> Problem:
Print, exactly as given, each line of the data from the line containing "Each instance receives one keypoint. Mark the slate" up to and including its last line.

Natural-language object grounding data

▬▬▬▬▬▬

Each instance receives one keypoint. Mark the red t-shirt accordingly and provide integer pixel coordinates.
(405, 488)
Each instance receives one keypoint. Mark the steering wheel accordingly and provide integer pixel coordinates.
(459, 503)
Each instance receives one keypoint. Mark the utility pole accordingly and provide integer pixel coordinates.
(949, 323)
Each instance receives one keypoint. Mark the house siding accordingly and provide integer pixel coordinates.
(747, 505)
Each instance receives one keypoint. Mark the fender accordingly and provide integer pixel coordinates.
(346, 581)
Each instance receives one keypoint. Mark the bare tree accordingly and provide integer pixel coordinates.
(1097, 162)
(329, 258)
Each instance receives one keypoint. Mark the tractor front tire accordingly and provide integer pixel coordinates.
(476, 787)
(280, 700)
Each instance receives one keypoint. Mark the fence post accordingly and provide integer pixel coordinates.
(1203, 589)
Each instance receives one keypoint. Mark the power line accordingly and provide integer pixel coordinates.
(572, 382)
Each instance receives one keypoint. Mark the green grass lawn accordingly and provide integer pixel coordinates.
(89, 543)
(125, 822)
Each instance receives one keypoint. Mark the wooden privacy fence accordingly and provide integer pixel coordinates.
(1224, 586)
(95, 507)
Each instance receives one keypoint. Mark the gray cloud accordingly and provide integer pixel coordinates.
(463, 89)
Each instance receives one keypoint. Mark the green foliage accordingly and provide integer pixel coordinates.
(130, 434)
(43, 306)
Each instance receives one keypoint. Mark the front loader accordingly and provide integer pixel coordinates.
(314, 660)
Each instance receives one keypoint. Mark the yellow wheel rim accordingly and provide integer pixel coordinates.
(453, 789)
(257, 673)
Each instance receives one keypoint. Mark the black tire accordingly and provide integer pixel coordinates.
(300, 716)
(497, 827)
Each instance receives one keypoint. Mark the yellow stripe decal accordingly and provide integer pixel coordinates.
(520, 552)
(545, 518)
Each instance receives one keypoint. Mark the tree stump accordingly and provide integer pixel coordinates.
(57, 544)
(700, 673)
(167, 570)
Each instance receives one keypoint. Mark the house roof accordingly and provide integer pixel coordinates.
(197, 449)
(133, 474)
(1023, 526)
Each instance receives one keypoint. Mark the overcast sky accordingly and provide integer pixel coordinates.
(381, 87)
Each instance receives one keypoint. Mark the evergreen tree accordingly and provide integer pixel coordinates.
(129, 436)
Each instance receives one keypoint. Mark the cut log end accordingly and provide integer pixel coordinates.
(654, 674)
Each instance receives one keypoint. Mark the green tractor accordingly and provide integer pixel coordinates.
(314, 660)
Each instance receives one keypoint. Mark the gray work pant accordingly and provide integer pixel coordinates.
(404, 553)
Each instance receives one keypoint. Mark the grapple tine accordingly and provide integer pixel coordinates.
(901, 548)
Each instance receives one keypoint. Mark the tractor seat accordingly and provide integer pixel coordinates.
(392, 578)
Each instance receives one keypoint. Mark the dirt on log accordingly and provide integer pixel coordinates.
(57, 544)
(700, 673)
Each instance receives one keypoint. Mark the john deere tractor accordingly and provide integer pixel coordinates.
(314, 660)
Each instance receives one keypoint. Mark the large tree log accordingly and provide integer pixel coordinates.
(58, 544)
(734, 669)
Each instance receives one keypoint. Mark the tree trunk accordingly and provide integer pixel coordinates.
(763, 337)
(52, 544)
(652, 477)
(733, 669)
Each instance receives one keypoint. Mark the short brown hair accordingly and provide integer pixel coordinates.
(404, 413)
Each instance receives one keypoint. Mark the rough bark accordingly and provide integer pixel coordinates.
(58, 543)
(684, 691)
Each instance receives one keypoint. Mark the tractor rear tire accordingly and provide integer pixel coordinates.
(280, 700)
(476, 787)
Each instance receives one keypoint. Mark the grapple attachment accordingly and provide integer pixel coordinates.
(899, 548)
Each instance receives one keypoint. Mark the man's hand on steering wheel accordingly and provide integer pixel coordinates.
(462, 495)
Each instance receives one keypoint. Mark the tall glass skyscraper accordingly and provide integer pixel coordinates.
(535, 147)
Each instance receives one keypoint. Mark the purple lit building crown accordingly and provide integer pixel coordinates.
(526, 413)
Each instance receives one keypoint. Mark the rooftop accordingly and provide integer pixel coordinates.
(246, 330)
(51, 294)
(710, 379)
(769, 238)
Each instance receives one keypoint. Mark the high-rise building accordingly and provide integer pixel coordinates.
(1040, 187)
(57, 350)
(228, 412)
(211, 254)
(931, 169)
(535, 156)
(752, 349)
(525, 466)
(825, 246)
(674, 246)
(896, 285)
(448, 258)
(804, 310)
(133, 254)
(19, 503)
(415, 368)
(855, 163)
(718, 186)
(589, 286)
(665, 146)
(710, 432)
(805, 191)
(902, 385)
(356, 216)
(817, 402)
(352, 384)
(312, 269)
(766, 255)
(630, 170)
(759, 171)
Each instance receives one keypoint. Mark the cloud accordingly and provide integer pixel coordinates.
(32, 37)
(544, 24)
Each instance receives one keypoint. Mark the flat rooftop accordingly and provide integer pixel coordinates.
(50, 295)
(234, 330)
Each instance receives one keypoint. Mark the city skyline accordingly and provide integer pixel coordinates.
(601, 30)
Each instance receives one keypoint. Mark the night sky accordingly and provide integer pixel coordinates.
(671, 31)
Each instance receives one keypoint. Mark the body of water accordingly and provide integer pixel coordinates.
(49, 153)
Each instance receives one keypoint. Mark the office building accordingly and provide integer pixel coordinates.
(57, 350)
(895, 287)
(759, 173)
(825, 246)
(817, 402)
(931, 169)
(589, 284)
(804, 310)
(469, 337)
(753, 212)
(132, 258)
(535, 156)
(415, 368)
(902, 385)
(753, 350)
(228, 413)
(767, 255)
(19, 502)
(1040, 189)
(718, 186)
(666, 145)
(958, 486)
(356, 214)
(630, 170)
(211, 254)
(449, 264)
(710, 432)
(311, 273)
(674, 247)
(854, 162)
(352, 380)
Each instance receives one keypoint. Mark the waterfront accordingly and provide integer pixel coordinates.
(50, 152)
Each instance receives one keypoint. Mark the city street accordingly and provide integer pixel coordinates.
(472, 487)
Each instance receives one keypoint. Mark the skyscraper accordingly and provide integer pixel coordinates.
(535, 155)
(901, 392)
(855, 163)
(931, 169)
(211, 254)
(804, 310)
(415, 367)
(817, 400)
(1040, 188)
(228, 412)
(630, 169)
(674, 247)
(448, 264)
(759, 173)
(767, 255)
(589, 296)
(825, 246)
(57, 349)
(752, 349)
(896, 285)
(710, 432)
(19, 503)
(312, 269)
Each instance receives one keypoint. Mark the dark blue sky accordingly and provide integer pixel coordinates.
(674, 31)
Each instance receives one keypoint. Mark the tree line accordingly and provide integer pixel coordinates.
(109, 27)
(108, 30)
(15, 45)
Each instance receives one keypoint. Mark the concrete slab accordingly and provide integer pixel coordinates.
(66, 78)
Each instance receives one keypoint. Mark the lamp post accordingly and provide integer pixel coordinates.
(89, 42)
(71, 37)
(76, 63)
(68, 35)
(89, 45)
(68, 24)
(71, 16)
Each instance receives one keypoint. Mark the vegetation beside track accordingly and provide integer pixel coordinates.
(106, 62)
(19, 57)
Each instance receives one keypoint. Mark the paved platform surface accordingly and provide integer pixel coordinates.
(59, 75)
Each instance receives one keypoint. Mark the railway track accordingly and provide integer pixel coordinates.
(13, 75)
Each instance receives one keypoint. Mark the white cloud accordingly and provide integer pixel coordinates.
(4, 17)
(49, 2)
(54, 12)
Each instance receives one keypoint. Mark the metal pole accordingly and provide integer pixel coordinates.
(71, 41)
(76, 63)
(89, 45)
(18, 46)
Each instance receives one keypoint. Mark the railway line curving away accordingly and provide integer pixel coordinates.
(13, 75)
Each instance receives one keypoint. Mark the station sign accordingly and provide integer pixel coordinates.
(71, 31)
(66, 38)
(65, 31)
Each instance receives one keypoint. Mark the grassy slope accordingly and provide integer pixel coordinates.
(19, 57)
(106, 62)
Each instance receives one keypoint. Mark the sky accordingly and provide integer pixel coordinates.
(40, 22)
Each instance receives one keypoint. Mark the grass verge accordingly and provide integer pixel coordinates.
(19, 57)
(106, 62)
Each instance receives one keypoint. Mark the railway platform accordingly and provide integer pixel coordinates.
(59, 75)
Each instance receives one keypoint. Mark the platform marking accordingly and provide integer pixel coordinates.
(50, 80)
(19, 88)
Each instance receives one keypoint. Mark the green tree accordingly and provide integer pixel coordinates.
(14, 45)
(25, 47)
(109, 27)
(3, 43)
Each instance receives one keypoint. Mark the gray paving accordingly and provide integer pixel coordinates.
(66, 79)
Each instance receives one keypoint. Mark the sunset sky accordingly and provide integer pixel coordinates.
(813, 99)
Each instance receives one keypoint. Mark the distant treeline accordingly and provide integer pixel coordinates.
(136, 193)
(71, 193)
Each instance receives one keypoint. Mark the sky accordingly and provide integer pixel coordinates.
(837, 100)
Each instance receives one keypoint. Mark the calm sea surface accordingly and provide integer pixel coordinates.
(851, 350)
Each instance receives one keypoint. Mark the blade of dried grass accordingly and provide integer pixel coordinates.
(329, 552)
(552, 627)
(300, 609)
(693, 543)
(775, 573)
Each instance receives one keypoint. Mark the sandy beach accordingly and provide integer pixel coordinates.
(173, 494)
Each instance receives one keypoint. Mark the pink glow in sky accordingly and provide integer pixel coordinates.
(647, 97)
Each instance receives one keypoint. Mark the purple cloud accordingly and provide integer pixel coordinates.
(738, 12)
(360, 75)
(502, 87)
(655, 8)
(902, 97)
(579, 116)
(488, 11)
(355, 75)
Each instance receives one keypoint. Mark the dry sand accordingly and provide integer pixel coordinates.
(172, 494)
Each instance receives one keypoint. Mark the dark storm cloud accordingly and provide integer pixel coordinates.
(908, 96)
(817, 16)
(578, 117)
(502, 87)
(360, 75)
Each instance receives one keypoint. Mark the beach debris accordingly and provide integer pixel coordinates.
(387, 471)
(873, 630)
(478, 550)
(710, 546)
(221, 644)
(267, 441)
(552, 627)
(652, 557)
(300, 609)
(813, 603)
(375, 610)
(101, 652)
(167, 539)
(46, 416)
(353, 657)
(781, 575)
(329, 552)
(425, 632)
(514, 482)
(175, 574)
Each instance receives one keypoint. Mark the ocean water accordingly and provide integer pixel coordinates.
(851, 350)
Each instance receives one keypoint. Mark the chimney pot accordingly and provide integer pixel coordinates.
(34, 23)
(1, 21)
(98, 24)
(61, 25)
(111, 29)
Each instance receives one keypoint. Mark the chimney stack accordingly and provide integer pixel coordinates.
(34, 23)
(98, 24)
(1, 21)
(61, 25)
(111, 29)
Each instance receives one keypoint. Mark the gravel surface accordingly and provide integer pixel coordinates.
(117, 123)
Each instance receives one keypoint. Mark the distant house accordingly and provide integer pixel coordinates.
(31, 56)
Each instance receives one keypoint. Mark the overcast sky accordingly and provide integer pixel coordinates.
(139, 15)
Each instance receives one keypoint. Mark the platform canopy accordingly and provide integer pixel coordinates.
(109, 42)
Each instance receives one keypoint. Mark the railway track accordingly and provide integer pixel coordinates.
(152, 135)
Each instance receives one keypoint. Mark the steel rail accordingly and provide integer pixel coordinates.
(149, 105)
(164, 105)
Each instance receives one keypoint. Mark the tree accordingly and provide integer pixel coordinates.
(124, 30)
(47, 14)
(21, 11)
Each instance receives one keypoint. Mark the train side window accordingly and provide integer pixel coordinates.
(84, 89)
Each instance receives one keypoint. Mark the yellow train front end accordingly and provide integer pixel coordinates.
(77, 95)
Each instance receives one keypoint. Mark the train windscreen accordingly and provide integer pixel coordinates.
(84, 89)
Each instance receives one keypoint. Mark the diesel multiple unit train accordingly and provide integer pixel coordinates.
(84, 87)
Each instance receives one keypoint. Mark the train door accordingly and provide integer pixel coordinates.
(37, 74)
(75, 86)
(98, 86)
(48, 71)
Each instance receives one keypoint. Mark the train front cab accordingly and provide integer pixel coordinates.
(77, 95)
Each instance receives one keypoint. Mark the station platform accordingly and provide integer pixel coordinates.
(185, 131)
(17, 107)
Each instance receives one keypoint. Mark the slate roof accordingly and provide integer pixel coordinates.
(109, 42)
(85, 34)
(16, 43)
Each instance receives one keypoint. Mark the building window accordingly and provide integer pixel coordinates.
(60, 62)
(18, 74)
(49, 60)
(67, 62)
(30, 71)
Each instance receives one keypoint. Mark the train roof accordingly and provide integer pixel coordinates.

▬▬▬▬▬▬

> Result of this exercise:
Each instance receives one keypoint. Mark the slate roof accordingly and provide integer pixel coordinates.
(109, 42)
(85, 34)
(16, 43)
Each instance receives one keypoint. Mark the building window accordingly and provide integer pixel coordinates.
(60, 62)
(18, 74)
(49, 60)
(67, 62)
(30, 71)
Each instance receives one keypoint. Mark the train roof accordingly and provide integer pixel coordinates.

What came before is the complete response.